Stated exercise: Report every line in the data below that contains the word "thin".

Information provided:
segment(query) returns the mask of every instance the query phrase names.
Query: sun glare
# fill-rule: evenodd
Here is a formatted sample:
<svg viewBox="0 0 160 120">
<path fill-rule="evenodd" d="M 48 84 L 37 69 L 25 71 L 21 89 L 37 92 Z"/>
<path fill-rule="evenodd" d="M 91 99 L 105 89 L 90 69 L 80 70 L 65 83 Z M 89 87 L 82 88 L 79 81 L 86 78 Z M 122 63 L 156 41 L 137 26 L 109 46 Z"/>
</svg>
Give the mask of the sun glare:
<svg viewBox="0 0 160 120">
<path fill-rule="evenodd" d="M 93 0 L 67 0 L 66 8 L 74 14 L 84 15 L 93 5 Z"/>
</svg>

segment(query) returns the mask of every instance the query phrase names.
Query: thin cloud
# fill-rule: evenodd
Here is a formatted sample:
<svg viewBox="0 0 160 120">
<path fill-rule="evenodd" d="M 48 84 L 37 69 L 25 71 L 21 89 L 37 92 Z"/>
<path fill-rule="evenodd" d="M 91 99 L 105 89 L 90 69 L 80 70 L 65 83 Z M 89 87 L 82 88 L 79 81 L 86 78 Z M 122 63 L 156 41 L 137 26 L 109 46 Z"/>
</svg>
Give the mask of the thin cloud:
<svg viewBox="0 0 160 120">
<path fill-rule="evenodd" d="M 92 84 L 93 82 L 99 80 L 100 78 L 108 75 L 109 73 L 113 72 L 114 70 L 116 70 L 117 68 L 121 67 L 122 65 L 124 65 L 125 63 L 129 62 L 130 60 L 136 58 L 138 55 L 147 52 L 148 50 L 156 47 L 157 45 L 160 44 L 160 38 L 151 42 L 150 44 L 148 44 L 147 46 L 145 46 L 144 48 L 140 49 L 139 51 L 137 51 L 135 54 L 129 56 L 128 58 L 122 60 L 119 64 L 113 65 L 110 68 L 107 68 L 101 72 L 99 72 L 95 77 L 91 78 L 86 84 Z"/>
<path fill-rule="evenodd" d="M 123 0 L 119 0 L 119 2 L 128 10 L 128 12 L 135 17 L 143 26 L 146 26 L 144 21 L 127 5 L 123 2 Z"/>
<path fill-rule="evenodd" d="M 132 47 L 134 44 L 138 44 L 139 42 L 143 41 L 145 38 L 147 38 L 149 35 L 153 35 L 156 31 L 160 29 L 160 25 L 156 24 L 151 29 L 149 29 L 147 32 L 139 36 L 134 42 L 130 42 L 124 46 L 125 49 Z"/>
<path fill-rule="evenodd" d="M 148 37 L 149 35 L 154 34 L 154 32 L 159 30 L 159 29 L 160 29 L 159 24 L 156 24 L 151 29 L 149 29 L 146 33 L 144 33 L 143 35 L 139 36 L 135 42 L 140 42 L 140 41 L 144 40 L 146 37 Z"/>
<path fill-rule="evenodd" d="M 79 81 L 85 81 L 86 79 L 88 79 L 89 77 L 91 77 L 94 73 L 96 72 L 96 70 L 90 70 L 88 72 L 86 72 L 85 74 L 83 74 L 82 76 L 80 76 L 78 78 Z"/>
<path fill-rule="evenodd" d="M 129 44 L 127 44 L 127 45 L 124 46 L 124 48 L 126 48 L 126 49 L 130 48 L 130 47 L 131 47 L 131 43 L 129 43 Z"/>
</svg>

Problem solution:
Query: thin cloud
Give the mask of the thin cloud:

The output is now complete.